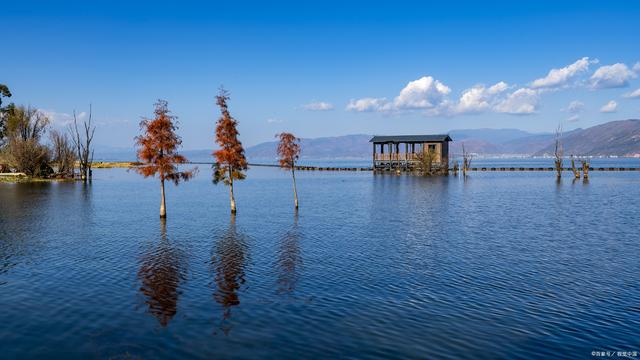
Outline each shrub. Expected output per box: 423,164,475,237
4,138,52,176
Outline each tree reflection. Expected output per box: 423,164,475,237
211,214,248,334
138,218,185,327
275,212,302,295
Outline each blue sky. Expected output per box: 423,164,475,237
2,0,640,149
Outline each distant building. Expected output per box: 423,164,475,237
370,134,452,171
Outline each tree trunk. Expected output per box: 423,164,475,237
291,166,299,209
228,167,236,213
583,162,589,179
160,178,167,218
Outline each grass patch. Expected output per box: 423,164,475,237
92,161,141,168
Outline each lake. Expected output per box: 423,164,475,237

==

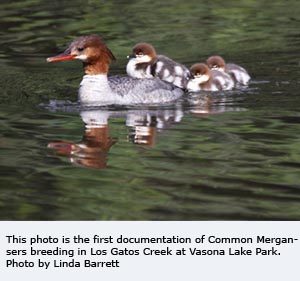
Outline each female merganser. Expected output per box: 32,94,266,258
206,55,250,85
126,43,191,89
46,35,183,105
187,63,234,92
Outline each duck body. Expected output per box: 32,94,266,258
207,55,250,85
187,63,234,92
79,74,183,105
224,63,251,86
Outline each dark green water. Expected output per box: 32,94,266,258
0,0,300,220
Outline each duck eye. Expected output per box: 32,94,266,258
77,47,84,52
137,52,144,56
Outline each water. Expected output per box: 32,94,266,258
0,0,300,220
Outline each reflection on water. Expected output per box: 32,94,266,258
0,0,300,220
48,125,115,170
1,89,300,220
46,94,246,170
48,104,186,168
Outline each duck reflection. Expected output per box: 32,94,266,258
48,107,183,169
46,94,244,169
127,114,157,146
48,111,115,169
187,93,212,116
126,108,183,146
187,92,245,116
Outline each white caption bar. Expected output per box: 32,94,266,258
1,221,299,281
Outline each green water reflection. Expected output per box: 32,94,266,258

==

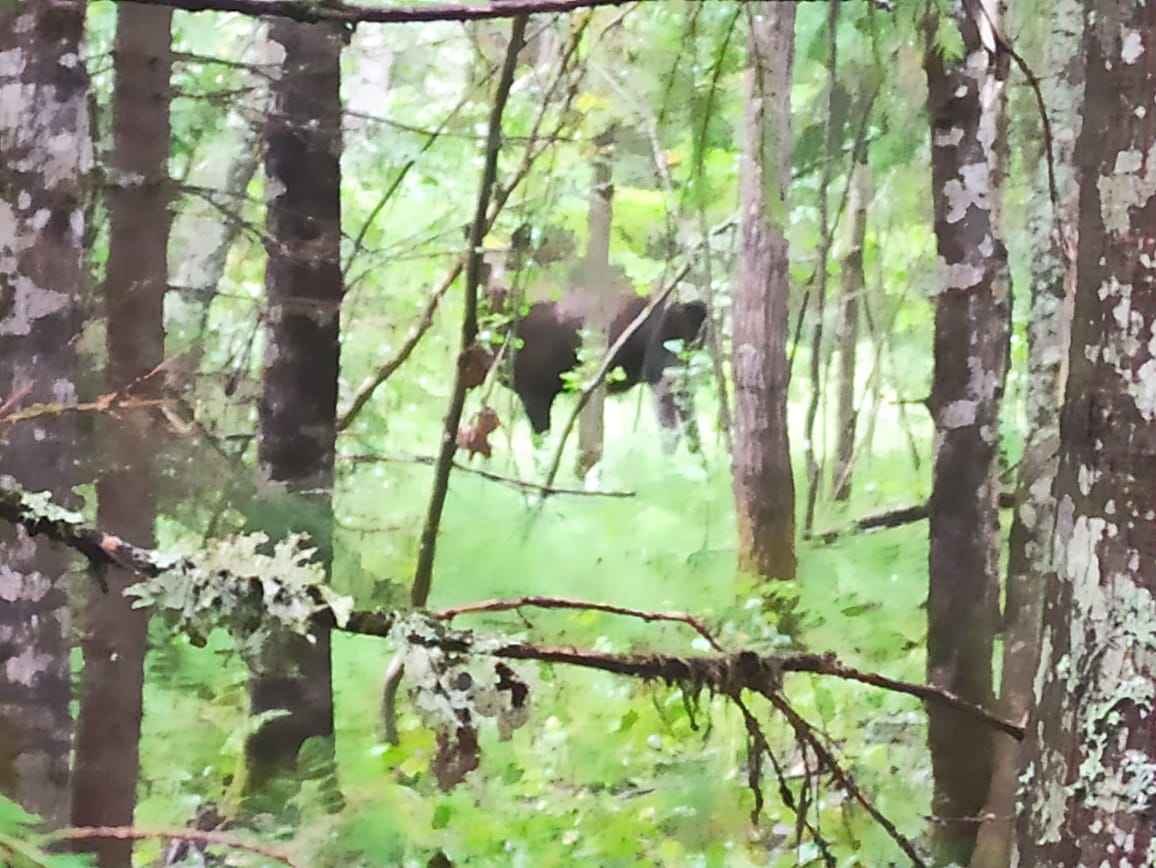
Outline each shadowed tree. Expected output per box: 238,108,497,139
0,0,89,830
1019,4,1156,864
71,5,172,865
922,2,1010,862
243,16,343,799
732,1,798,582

§ **Task directions**
Starting at the line that has "Outline each reflection" in the records above, restate word for word every line until the one that has "Outline each green", and include that one as well.

§ **Answer section**
Outline each reflection on water. Expected output per box: 32,94,266,258
0,0,300,220
48,125,115,170
1,89,300,220
46,94,246,170
48,104,186,168
Outline each duck reflection. Expected output per box: 32,94,266,258
48,107,183,169
46,94,244,169
127,114,157,146
48,111,115,169
187,93,212,116
126,108,183,146
187,92,245,116
Outline each white caption bar. Expected output per box: 32,94,266,258
1,221,299,281
Outline each green water reflection. Expected output per box: 32,94,266,258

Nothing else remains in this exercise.